**Что нужно сделать:**
**A.** Перепишите из интервью с Гузель Яхиной без изменений фрагмент от слов «Даже в молодежи, которая» до слов «и генетической памятью.».
**B.** Определите, соответствуют ли интервью с Гузель Яхиной следующие утверждения: (i) Гузель Яхина родом из Казани; (ii) дедушка Гильмутдин много рассказывал внучке о Великой Отечественной войне; (iii) бабушку, чья судьба стала толчком к роману о Зулейхе, звали Раиса. На каждое утверждение ответьте «да» или «нет» и приведите точную цитату из интервью, которая это подтверждает.

---------- Предложенный текст

Самая яркая дебютантка современной российской литературы Гузель ЯХИНА родом из Казани передала права на экранизацию романа «Дети мои» студии Алексея Учителя, ждет федеральной премьеры телесериала по ее роману «Зулейха открывает глаза» и выхода этой книги в Англии и США.

Откуда у вас такой интерес к 1920-1930-м годам, когда происходит действие обоих романов и третий тоже будет о той же эпохе?

Я была близка с бабушками и дедушками с обеих сторон - маминой и папиной, проводила много времени в их домах. Поэтому было интересно узнать о периоде их детства, молодости,что их формировало. Это мои личные ниточки к тому времени. Что же касается более общих моментов, то сама эпоха была необычайно драматичной, трагедии следовали одна за другой практически без перерыва. И эхо тех событий ощущала даже я в относительно благополучные в 1980-1990 годы. Например, моя бабушка Раиса, чья судьба послужила толчком к написанию романа о Зулейхе, была чрезвычайно жестким человеком, у нас были очень близкие и одновременно сложные отношения. Попытка разгадать ее стальной характер и стала пружиной для написания романа. Или мой дедушка Гильмутдин, бывший учитель немецкого языка, прошел всю Великую Отечественную войну, но не рассказал мне о ней ни слова. Его странная молчаливость на эту тему при общей открытости, душевности и теплоте наших отношений тоже вызывала у меня всегда большой интерес.Так что роман – попытка разобраться хотя бы чуть-чуть в том времени, заглянуть в него и понять, как это отразилось в нас сегодняшних.Я убеждена, что отзвук всех происходивших в нашей стране событий есть во всех нас.

Даже в молодежи, которая родилась в уже совершенно другом мире. Неужели наши круги ада на них не закончились?

Я говорю не о кругах ада. Скорее, о передаче психологической травмы. То, что было в 1920-1930-е годы, аукается до сих пор. Как одно из последствий тех событий, к примеру, сложные отношения матерей и дочерей в нашей стране. В Советском Союзе у женщин судьба мужская. Именно они часто занимали места уходящих на войну, погибающих там, сидящих по тюрьмам и лагерям мужчин. Это не могло не сказаться на отношении этих женщин с собственными детьми.

Сейчас «Зулейха» выходит в Англии и США. Как считаете, поймут ли ее там – с иными ментальностью и генетической памятью.

--------------------
---------- Исходные данные

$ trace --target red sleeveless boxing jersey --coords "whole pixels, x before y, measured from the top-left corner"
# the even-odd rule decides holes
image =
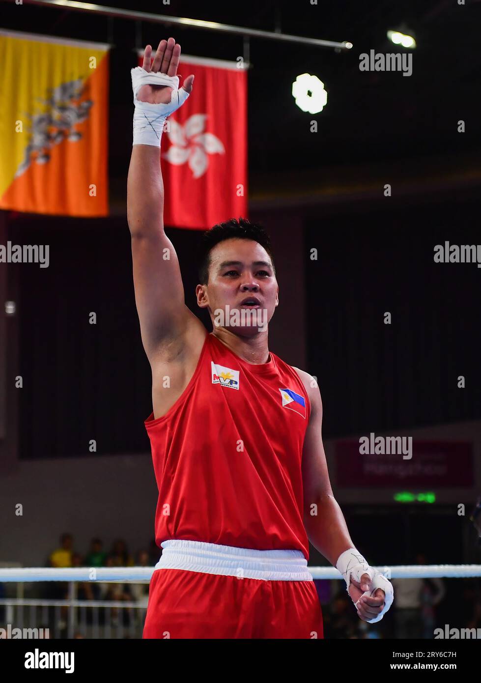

--------------------

**Ответы по порядку:**
**A.**
Даже в молодежи, которая родилась в уже совершенно другом мире. Неужели наши круги ада на них не закончились?

Я говорю не о кругах ада. Скорее, о передаче психологической травмы. То, что было в 1920-1930-е годы, аукается до сих пор. Как одно из последствий тех событий, к примеру, сложные отношения матерей и дочерей в нашей стране. В Советском Союзе у женщин судьба мужская. Именно они часто занимали места уходящих на войну, погибающих там, сидящих по тюрьмам и лагерям мужчин. Это не могло не сказаться на отношении этих женщин с собственными детьми.

Сейчас «Зулейха» выходит в Англии и США. Как считаете, поймут ли ее там – с иными ментальностью и генетической памятью.

**B.**
(i) Да: «родом из Казани».
(ii) Нет: «прошел всю Великую Отечественную войну, но не рассказал мне о ней ни слова».
(iii) Да: «моя бабушка Раиса, чья судьба послужила толчком к написанию романа о Зулейхе».